#### [Study questions]
a – Reproduce the stretch of the post on wild foods and ancestral health from "Do I need to get" through "people of Tanzania.", replacing "Hadza" with "Hadzabe".
b – Please decide whether each statement below agrees with the post on wild foods and ancestral health, answering yes or no and quoting the deciding words: (i) the Hadza eat one species of berry; (ii) the Hadza consume dairy; (iii) the gut microbiome paper was published in 2014.
c – Write what follows the last sentence of the post on wild foods and ancestral health.

#### [Quoted passage]
★ ★ ★ ★

I’ve been thinking about how wild foods contribute to one’s health. Further questions have arisen over the years, as i’ve contemplated this tremendously important topic.

Examples of these internal questions are:

Do I need to live outdoors every night to be healthy?
Do I need to get sunlight on my skin as I walk 10 miles each day to find food?
Do I need to laugh, wrestle, and sing with my community?

Australian Aborigines

What does real health look like, in the past and in the present?


I’d like to use the opportunity here to share two peer-reviewed articles in my hopes of examining real measures of ancestral health.

The first article I’d like to point to is called “Forest foods and healthy diets: quantifying the contributions” by Rowland et. al.

The researchers from 2016 looked at the Hadza people of Tanzania.

They start off the paper by saying that “just 12 crops and 14 animal species make up 98% of agricultural food supply while just three crops – wheat, maize and rice – supply over half of global calories”.

I think is fact is amazing, and says a-lot about our relationships with our earth and our bodies, given that our ancestors certainly ate more that 12 crops and 14 animal species throughout the year.

The researchers looked at the Hadza in part because they’re one of the last hunter-gatherer peoples on our planet, and can possibly hold answers about our shared patterns of ancestral health.

You’ve already read in my other articles, that wild plants often are more nutritious than cultivated plants. The Hadza people eat a species of tuber, small and large game, honey from stinging and stingless bees, leafy green foliage, baobab fruit and one species of berry.

They don’t consume dairy or grains, but they do love their meat and honey!

The second article that I can point to, is one published in 2014. It again looked at the Hadza people.

This paper is called “Gut microbiome of the Hadza hunter-gatherers”.

The researchers begin by noting how the health of our gut influences the health of our digestion, mood, immune system, and much more yet to be discovered!

Jeff Leach, one of the main researchers visited the Hadza, and took samples of their environment over a few months. All of their work was of course was consensual, and followed accepted guidelines for ethnographic research.

Their results are very interesting, because they reported evidence of pathogenic bacteria (i.e., Treponema) at levels that would cause a Westerner to become sick. In other words, the Hadza were adapted to bacteria that keep them healthy.

★ ★ ★ ★

#### [Information]
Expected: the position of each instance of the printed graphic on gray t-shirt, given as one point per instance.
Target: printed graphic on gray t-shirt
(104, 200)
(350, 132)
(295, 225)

★ ★ ★ ★

#### [Responses]
a –
Do I need to get sunlight on my skin as I walk 10 miles each day to find food?
Do I need to laugh, wrestle, and sing with my community?

Australian Aborigines

What does real health look like, in the past and in the present?


I’d like to use the opportunity here to share two peer-reviewed articles in my hopes of examining real measures of ancestral health.

The first article I’d like to point to is called “Forest foods and healthy diets: quantifying the contributions” by Rowland et. al.

The researchers from 2016 looked at the Hadzabe people of Tanzania.

b –
(i) Yes: "baobab fruit and one species of berry."
(ii) No: "They don’t consume dairy or grains"
(iii) Yes: "The second article that I can point to, is one published in 2014."

c –
The paper said according to older research, “the Hadza have relatively low rates of infectious disease, metabolic disease and nutritional deficiencies in comparison with other settled groups in the northern Tanzania and southeastern Uganda region”.

The hunter-gather’s of Tanzania, not only hunt and gather, but also are exposed to plenty of UV light exposure, avoided the use of modern antibiotics and hand-sanitizers, and fluoridated drinking water.

They’ll eat much of their hunted meat raw, drink from waters that their prey use, and move a great deal throughout the day. Division of labor is a thing amongst the sexes in their tribe.

There isn’t black and whites in my conclusions. After all, I am writing this article from the comfort of my home.

I hunt and gather, sleep outdoors, and move often, but i’m not a Hadza hunter-gatherer.

What and who am I becoming?

I hope that this article introduced you to one indigenous group in Africa that is experiencing a high level of health, even without our modern comforts.

There are many more indigenous groups that we could point too, that depend on wild plants, animals, mushrooms, insects, and other food groups for sustenance.

Time and destiny will tell how each group will continue to survive and thrive in future decades. I would make a bet however, that the best to survive are the indigenous peoples who carry on their traditions, and adopt the new ones as well.

I am grateful for the modern technologies that are serving the betterment of human-kind.

I hope this paper served you on your journey of eating wild foods. I know it’s modern and cool to forage, and I want you to continue! Please do responsibly and in sovereignty. The plants are alive, and are living just like us humans.